▸ **ACTIVITY**
Using the POW history text, answer:
(a) What language was the group at the wreath-laying ceremony speaking?
(b) Who is the liaison officer at Hill Air Force Base?
(c) How many German POWs did Utah hold from 1944 to '45?

▸ **SOURCE EXTRACT**

He looked in horror at the riddled tents of German POWs. He shouted to the guard to cease fire - too late - and to come down.
"Send up more ammo!" the guard shouted back. "I'm not done yet!"
***
Walking past the Fort Douglas Military Cemetery two weeks ago, I witnessed a wreath-laying ceremony by men in uniform. Wondering why someone was celebrating Veterans' Day two days late, I introduced myself and ran into a problem. The group was chatting among themselves in German.
The uniforms, which I had thought were American, were German Air Force. Capt. Fritz Goothuis, the liaison officer at Hill Air Force Base, explained that the stone monument in the southwest corner memorializes German POWs who died in Utah.
With the help of Goothuis, the Internet and old copies of the Salt Lake Telegram, I pieced together some of the local history of POWs. Utah was home to about 7,000 Italian and 8,000 German POWs from 1944 to '45. The Germans, most of them tough veterans of Rommel's Afrikacorp, were kept in a dozen compounds, most in the northwest corner of the state.

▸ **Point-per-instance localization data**
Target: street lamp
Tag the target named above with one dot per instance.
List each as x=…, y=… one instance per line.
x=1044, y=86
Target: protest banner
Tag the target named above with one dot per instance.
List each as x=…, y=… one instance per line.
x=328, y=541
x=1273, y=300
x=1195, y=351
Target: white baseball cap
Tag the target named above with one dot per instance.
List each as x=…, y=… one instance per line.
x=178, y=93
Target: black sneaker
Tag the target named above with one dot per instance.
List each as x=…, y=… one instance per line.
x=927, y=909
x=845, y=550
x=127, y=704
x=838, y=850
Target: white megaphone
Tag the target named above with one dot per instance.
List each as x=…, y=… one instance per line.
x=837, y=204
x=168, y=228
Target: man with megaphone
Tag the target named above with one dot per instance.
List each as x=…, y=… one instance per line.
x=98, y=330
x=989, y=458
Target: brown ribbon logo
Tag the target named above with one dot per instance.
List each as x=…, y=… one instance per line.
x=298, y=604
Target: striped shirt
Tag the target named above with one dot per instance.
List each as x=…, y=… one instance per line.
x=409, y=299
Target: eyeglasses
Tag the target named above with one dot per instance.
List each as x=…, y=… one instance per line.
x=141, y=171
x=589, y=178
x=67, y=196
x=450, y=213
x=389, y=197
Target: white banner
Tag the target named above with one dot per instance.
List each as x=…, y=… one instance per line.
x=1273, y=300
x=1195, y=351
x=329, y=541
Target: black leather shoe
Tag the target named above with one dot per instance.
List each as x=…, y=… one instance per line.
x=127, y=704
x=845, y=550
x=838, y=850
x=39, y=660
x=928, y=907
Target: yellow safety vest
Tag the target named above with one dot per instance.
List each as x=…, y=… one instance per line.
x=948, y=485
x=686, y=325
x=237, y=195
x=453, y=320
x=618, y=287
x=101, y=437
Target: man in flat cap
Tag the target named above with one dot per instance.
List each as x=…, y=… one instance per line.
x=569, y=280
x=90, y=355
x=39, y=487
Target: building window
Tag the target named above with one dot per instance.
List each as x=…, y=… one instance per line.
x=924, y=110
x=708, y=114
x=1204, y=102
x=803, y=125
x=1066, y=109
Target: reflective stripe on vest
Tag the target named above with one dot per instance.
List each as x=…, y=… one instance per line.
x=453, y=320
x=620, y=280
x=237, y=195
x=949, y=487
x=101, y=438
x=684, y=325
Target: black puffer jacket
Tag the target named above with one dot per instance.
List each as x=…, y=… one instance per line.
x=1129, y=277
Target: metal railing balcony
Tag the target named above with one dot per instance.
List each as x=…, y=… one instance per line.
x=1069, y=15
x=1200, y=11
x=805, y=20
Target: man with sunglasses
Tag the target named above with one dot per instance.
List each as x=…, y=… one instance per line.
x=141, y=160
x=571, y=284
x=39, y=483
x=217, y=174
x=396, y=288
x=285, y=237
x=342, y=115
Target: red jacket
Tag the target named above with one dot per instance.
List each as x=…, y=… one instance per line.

▸ **RESPONSE TO THIS TASK**
(a) German.
(b) Capt. Fritz Goothuis.
(c) About 8,000.